Picture annotation rows.
-- START --
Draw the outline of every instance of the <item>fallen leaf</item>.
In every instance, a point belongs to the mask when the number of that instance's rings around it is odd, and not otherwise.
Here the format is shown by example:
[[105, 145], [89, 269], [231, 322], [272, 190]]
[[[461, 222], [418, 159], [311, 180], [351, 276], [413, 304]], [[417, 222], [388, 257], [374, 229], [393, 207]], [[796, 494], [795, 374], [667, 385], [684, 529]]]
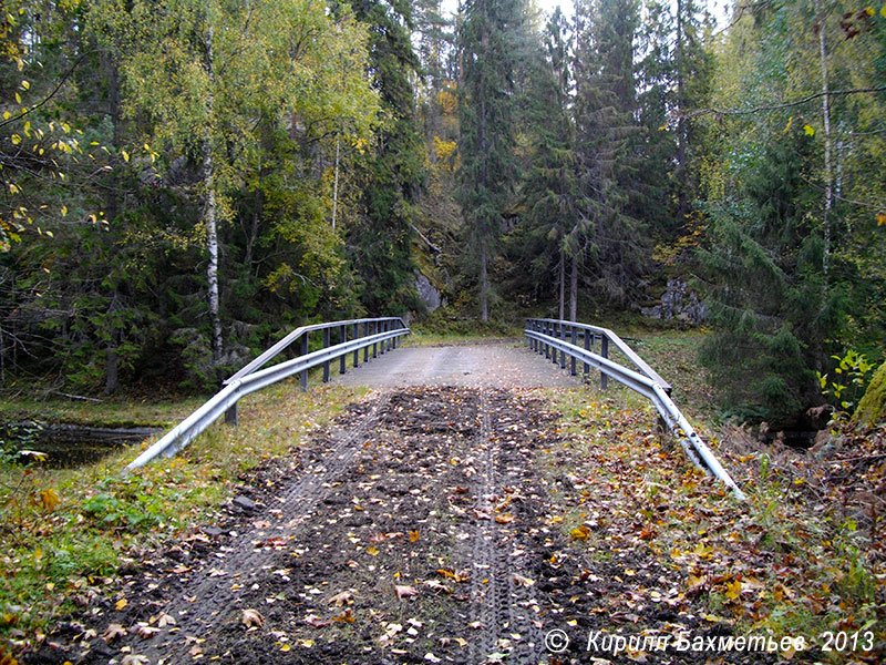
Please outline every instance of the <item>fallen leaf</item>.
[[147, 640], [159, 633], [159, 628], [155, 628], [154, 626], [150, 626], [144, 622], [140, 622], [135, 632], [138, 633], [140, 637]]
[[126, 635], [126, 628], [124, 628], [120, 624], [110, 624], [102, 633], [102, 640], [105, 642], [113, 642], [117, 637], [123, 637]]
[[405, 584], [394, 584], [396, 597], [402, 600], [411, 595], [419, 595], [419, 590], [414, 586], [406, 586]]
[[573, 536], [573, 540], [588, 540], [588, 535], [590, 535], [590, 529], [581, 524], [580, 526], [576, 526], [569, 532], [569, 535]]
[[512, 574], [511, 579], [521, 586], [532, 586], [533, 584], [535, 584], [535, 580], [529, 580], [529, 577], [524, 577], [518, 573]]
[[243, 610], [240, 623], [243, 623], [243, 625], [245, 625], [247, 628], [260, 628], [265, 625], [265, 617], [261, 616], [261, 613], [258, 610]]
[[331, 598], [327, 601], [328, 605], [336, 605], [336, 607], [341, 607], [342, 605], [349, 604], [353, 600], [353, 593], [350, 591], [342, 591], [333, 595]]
-- END --
Rewrite the rows above with "fallen leaf" replaced by "dry leaf" wherever it occurs, leaving everything else unchanged. Omit the pictures from your answer.

TASK SOLUTION.
Draw the outline of every instance of the <item>dry leaf</item>.
In every instance, a point belongs to the mask when the number of that instance's rings around it is odd, and not otherwise.
Here the format is shown by example:
[[105, 145], [89, 269], [231, 322], [272, 190]]
[[[461, 222], [418, 159], [311, 180], [351, 276], [413, 304]], [[417, 222], [388, 257], [374, 229], [393, 207]], [[796, 494], [795, 374], [667, 385], [684, 529]]]
Please outline every instance of the <item>dry leaf</item>.
[[147, 640], [159, 633], [159, 628], [155, 628], [154, 626], [150, 626], [144, 622], [140, 622], [135, 632], [138, 633], [140, 637]]
[[126, 635], [126, 628], [124, 628], [120, 624], [110, 624], [102, 633], [102, 640], [105, 642], [113, 642], [117, 637], [123, 637]]
[[405, 584], [394, 584], [396, 597], [402, 600], [411, 595], [419, 595], [419, 590], [414, 586], [406, 586]]
[[573, 536], [573, 540], [588, 540], [588, 535], [590, 535], [590, 529], [581, 524], [580, 526], [576, 526], [569, 532], [569, 535]]
[[512, 574], [511, 579], [521, 586], [532, 586], [533, 584], [535, 584], [535, 580], [529, 580], [529, 577], [524, 577], [518, 573]]
[[243, 610], [240, 623], [243, 623], [243, 625], [245, 625], [247, 628], [260, 628], [265, 625], [265, 617], [261, 616], [261, 613], [258, 610]]
[[331, 598], [327, 601], [328, 605], [336, 605], [336, 607], [341, 607], [342, 605], [349, 604], [353, 600], [353, 593], [350, 591], [342, 591], [333, 595]]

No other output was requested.